* **THE EXERCISE**
Reproduce the records below word for word, leaving out the pictures.
━━━━━ EXERCISE MATERIALS ━━━━━
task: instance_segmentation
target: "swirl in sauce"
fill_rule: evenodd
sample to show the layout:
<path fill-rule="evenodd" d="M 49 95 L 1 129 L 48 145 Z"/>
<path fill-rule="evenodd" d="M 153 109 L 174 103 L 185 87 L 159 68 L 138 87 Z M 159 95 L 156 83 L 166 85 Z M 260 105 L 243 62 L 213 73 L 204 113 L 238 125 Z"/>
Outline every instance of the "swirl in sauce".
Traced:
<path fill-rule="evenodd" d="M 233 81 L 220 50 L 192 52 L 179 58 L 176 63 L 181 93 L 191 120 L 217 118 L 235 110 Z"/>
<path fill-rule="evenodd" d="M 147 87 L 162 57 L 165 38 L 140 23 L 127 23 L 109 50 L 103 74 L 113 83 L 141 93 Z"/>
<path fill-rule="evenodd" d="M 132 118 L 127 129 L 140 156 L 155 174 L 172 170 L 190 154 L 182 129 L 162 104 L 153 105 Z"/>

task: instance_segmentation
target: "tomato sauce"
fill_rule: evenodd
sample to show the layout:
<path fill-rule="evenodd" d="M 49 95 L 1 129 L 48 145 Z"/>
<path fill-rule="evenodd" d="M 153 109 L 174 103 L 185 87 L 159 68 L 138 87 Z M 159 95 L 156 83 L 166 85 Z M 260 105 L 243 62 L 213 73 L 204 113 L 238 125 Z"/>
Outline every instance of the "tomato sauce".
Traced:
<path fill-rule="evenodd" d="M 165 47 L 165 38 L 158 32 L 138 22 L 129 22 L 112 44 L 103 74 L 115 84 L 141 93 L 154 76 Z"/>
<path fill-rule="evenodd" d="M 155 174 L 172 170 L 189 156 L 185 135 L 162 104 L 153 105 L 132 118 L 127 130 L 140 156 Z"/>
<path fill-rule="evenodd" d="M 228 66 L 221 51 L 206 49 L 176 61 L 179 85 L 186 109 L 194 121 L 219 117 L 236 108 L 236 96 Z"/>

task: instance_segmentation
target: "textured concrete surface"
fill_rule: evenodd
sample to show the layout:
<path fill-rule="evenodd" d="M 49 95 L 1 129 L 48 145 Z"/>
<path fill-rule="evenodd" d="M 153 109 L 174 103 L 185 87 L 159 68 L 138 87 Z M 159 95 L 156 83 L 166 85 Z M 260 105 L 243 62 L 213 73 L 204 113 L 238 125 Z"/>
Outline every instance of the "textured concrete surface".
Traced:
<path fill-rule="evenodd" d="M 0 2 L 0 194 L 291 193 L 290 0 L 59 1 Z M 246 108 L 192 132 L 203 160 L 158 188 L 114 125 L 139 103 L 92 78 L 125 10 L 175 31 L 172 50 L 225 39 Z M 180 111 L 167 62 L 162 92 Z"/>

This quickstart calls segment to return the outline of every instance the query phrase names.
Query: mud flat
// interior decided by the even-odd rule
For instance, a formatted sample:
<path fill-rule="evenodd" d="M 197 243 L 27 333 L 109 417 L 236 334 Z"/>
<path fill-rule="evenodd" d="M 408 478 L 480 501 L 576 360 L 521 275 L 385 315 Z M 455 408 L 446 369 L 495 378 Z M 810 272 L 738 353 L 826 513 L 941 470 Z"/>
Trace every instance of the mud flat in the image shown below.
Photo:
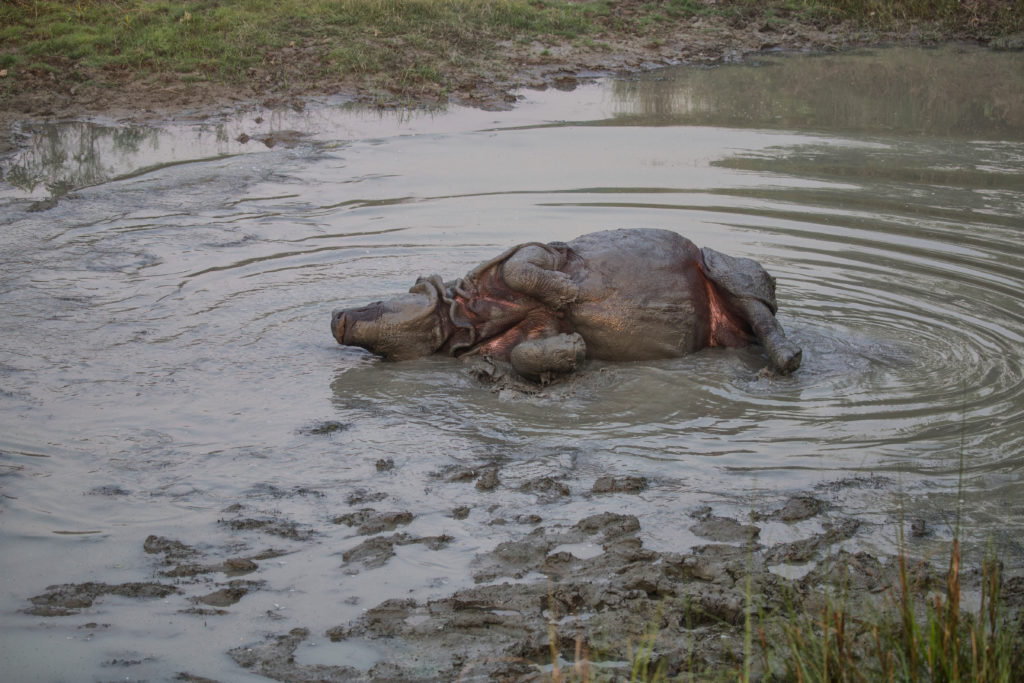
━━━━━
* **TASK RESPONSE**
task: instance_segmentation
target: "swirl in sauce"
fill_rule: evenodd
sample to show the layout:
<path fill-rule="evenodd" d="M 49 95 L 1 129 L 48 145 Z"/>
<path fill-rule="evenodd" d="M 153 109 L 174 103 L 185 87 L 159 68 L 138 87 Z M 159 95 L 156 83 L 166 85 Z M 260 105 L 243 62 L 213 73 L 204 113 L 238 125 Z"/>
Outline every instance of the "swirl in sauce".
Traced:
<path fill-rule="evenodd" d="M 233 81 L 220 50 L 192 52 L 179 58 L 176 63 L 181 93 L 191 120 L 217 118 L 235 110 Z"/>
<path fill-rule="evenodd" d="M 147 87 L 162 57 L 165 38 L 140 23 L 127 23 L 109 50 L 103 74 L 113 83 L 141 93 Z"/>
<path fill-rule="evenodd" d="M 132 118 L 127 129 L 140 156 L 155 174 L 172 170 L 190 154 L 182 129 L 162 104 L 153 105 Z"/>

task: instance_segmentation
target: "tomato sauce"
fill_rule: evenodd
sample to show the layout:
<path fill-rule="evenodd" d="M 49 95 L 1 129 L 48 145 Z"/>
<path fill-rule="evenodd" d="M 153 109 L 174 103 L 185 87 L 159 68 L 138 87 Z M 159 95 L 156 83 L 166 85 Z M 260 105 L 243 62 L 213 73 L 204 113 L 238 125 Z"/>
Outline every instance of the "tomato sauce".
Traced:
<path fill-rule="evenodd" d="M 165 47 L 165 38 L 158 32 L 138 22 L 129 22 L 112 44 L 103 74 L 115 84 L 141 93 L 154 76 Z"/>
<path fill-rule="evenodd" d="M 155 174 L 172 170 L 189 156 L 185 135 L 162 104 L 153 105 L 132 118 L 127 130 L 140 156 Z"/>
<path fill-rule="evenodd" d="M 228 66 L 221 51 L 206 49 L 176 61 L 179 85 L 186 109 L 194 121 L 219 117 L 236 108 L 236 96 Z"/>

task: instance_segmentation
target: "textured concrete surface"
fill_rule: evenodd
sample to show the layout:
<path fill-rule="evenodd" d="M 49 95 L 1 129 L 48 145 Z"/>
<path fill-rule="evenodd" d="M 153 109 L 174 103 L 185 87 L 159 68 L 138 87 Z M 159 95 L 156 83 L 166 85 Z M 260 105 L 243 62 L 213 73 L 204 113 L 238 125 Z"/>
Outline every instance of the "textured concrete surface".
Traced:
<path fill-rule="evenodd" d="M 0 2 L 0 194 L 291 193 L 290 0 L 59 1 Z M 246 108 L 192 132 L 203 160 L 158 188 L 114 125 L 139 103 L 92 78 L 125 10 L 175 31 L 172 50 L 225 39 Z M 180 111 L 167 62 L 162 92 Z"/>

This quickstart calls segment to return the outline of every instance the query phrase names.
Query: mud flat
// interior decided by the even-odd rule
For instance, a formatted sample:
<path fill-rule="evenodd" d="M 197 243 L 27 333 L 109 417 L 236 334 Z"/>
<path fill-rule="evenodd" d="M 408 478 L 480 501 L 576 360 L 521 275 L 385 315 Z M 455 408 L 446 369 L 495 378 Z M 810 272 L 738 353 L 826 513 L 941 470 Z"/>
Trace every instance of the mud flat in the image shown below.
Photo:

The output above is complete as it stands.